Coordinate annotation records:

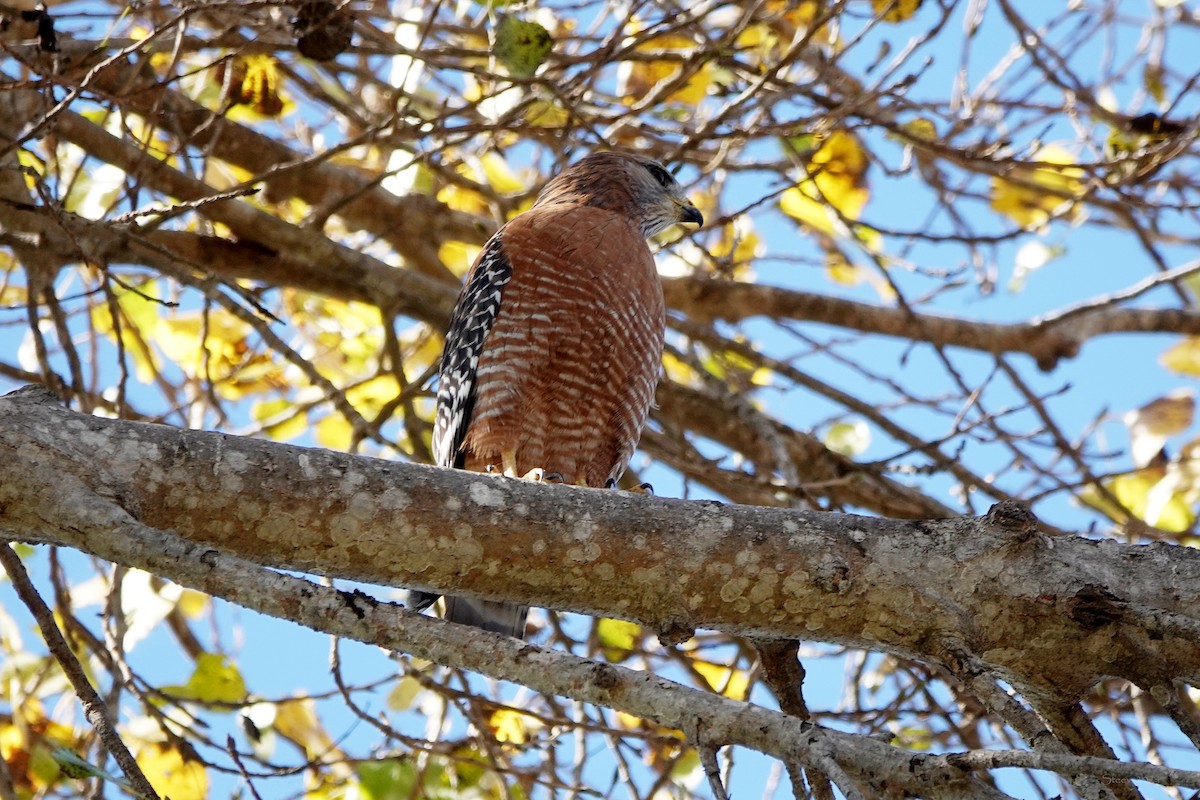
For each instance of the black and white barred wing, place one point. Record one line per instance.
(469, 325)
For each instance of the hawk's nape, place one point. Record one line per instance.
(555, 346)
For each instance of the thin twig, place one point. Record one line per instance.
(93, 705)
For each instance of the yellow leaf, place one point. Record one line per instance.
(215, 680)
(1133, 493)
(679, 371)
(617, 638)
(334, 432)
(223, 342)
(636, 79)
(546, 114)
(1183, 356)
(192, 603)
(521, 46)
(849, 438)
(253, 88)
(730, 683)
(405, 693)
(895, 11)
(737, 247)
(138, 316)
(171, 774)
(297, 721)
(513, 727)
(1032, 197)
(837, 181)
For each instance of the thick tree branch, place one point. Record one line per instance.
(99, 524)
(1051, 615)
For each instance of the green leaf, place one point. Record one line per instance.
(521, 46)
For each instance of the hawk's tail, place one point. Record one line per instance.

#### Requirements
Every record above should be written out again without change, except that the pictures are left out.

#### Task answer
For each instance of the black and white barred wing, place one point. Record one line per instance.
(469, 325)
For each instance of the hawk's nape, place one point. Record one line per instance.
(555, 346)
For each instance of the thin twig, place one point. Record one line per instance.
(93, 705)
For each instance of the yellow leaf, place one point. Record one line per instance.
(215, 680)
(1133, 493)
(679, 371)
(617, 638)
(334, 432)
(223, 342)
(636, 79)
(546, 114)
(1183, 356)
(192, 603)
(521, 46)
(849, 438)
(253, 88)
(730, 683)
(405, 693)
(895, 11)
(737, 247)
(138, 316)
(171, 774)
(297, 721)
(513, 727)
(1032, 197)
(837, 181)
For each instance of the thick tree branch, place one point. Record one line per instance.
(99, 524)
(1051, 615)
For each instance of the green leaf, place one point. Record one line per instance.
(521, 46)
For each instance of the hawk's tail, place one point. Record one line per instance.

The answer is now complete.